Excerpts from a dataset
-*-

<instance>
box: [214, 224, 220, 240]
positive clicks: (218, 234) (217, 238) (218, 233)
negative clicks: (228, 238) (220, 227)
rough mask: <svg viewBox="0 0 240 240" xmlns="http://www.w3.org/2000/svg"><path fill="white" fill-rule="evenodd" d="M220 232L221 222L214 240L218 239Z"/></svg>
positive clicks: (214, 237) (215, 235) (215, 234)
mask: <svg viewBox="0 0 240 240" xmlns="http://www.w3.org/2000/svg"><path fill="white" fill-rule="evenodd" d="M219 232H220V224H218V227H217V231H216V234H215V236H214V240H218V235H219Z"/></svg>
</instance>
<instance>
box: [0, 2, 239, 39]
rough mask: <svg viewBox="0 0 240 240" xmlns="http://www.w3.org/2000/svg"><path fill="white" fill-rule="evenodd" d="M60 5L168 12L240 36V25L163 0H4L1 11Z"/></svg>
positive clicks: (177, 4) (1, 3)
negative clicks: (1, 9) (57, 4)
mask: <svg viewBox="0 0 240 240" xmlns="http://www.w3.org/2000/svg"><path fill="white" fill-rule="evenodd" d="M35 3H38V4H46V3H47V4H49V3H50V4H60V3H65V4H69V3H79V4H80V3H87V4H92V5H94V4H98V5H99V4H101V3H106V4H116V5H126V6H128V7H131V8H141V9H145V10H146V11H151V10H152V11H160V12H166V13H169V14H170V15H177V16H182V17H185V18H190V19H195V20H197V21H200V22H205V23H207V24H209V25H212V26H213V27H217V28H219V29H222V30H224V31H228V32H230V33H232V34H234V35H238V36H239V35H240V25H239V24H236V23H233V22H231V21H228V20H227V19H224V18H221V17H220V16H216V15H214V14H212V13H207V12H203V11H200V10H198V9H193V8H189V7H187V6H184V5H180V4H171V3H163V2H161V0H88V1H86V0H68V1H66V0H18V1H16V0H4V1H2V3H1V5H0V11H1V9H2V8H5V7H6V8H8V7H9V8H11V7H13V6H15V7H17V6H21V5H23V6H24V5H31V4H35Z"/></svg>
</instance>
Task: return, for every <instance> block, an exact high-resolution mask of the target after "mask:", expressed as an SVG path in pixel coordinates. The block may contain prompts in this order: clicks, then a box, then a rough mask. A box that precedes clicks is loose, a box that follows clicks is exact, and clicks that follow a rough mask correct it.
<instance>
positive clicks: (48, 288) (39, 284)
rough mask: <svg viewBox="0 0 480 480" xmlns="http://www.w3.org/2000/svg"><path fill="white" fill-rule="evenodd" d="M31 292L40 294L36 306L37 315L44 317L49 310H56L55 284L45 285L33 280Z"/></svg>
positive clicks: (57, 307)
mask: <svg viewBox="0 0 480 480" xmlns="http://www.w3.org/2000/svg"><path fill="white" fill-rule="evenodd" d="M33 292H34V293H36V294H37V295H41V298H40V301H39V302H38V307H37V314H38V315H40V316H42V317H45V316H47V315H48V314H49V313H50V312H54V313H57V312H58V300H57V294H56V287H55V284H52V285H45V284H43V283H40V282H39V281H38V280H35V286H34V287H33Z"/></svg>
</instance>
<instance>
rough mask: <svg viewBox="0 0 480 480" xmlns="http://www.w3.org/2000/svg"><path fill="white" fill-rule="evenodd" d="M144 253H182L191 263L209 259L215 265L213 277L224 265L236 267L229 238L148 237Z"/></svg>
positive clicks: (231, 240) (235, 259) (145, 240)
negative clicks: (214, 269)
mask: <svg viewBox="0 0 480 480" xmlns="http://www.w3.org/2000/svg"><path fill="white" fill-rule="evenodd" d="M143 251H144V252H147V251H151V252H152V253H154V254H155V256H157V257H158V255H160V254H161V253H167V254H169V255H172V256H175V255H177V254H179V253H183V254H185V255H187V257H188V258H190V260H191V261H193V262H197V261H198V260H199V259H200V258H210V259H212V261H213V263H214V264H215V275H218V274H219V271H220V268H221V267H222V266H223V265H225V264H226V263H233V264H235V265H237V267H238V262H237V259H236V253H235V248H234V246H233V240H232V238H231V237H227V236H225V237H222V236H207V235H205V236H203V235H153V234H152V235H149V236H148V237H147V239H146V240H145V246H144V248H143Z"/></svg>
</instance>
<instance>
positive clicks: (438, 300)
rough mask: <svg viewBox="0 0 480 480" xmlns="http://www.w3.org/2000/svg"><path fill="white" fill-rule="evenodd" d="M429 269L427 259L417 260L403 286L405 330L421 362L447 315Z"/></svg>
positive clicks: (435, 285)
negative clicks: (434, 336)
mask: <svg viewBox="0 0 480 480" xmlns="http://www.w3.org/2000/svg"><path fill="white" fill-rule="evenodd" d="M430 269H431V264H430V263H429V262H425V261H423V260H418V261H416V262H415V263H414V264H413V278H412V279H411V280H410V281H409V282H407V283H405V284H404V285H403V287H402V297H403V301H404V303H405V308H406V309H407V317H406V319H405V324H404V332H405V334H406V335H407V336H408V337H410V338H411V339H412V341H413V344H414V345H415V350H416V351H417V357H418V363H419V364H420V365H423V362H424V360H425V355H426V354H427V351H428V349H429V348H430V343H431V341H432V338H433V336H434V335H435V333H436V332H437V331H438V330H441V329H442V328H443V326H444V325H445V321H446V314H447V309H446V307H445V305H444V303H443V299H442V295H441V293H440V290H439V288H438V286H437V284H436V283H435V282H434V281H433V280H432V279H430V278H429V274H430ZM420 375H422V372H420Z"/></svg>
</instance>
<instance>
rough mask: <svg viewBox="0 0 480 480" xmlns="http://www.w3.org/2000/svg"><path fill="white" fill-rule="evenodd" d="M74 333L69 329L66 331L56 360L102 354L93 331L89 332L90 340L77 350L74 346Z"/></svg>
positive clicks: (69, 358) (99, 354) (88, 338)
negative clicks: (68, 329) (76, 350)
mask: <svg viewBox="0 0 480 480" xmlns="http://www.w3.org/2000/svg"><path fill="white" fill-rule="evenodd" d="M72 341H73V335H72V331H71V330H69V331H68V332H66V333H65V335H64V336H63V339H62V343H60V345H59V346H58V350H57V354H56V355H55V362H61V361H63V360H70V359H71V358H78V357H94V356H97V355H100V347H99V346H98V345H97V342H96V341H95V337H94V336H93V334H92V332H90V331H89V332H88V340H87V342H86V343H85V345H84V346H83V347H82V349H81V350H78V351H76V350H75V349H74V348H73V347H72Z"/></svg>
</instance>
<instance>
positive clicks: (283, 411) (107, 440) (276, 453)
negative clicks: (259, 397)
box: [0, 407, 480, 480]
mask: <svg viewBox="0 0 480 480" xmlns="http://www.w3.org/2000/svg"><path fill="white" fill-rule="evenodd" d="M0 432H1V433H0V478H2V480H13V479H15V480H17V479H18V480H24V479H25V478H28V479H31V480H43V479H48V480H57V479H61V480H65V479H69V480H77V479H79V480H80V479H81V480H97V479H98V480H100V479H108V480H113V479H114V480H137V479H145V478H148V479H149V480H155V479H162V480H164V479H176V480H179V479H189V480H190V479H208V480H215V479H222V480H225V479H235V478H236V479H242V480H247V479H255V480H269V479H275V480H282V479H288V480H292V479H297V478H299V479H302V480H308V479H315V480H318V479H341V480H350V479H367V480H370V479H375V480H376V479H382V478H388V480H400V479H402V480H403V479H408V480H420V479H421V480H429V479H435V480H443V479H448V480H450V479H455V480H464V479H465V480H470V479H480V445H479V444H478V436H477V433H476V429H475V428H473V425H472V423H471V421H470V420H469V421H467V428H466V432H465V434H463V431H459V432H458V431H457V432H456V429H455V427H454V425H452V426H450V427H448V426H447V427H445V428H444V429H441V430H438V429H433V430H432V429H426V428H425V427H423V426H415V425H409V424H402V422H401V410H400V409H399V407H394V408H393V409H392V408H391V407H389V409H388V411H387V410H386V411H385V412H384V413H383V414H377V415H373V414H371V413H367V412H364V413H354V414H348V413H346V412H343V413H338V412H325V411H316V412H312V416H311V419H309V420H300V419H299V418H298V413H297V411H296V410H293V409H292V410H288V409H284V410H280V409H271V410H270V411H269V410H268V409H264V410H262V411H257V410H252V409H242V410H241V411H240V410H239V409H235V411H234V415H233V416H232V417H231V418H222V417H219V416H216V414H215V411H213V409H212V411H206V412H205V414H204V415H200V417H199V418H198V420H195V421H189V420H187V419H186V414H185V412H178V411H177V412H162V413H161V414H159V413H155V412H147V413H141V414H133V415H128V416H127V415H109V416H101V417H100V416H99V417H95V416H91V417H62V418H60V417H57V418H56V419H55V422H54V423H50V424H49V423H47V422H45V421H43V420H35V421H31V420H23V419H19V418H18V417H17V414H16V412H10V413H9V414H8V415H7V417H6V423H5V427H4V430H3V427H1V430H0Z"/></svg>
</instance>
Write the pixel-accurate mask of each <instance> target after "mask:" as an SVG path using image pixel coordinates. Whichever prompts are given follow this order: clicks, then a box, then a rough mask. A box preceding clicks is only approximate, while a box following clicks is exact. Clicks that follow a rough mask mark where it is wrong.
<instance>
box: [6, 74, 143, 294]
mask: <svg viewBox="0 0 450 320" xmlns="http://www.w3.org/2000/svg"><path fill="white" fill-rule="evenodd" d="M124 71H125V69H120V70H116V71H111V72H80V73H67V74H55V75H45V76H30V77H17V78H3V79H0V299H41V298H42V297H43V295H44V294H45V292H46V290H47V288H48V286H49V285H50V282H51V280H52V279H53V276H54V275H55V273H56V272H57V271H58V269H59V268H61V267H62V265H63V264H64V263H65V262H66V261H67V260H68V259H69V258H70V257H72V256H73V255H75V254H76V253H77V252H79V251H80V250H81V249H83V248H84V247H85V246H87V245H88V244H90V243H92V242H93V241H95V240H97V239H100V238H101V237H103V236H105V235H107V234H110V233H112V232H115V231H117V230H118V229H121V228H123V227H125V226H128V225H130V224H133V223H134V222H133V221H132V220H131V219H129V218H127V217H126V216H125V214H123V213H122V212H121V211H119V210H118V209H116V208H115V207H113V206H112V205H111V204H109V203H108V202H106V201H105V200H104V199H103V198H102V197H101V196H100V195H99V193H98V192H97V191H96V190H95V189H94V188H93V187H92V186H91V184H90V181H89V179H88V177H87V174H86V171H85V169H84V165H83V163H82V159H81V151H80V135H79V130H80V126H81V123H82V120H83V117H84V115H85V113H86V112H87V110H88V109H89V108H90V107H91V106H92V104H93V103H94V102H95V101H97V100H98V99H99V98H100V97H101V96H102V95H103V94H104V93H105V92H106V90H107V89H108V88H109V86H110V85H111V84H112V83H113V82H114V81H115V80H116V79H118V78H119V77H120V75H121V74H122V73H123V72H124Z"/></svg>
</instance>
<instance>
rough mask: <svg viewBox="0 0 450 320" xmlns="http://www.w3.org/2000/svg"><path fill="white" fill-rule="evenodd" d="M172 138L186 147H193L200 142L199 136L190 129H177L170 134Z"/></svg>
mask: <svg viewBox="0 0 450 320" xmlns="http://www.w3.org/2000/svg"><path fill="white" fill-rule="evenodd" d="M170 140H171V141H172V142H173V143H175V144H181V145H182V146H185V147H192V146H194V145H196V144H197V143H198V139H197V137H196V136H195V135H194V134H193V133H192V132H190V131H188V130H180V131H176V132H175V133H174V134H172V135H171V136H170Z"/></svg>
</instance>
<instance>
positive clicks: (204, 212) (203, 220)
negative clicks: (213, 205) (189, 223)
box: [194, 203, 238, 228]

-*-

• **EXERCISE DETAILS**
Looking at the entries above, copy out every line in which "after" occurs.

• **ANSWER AREA**
Task: return, for every <instance> block, an exact high-resolution mask of the target after "mask:", expressed as an SVG path in pixel coordinates. The block may contain prompts in this order: clicks, then a box, then a rough mask. A box that precedes clicks is loose, a box that follows clicks is exact, and clicks that follow a rough mask correct it.
Write the pixel-accurate mask of each <instance> target after "mask:" as an SVG path using image pixel coordinates. Whichever prompts are given follow this order: clicks, then a box, then a rough mask. A box preceding clicks is only approximate, while a box following clicks is exact. Clicks that follow a rough mask mark where it is wrong.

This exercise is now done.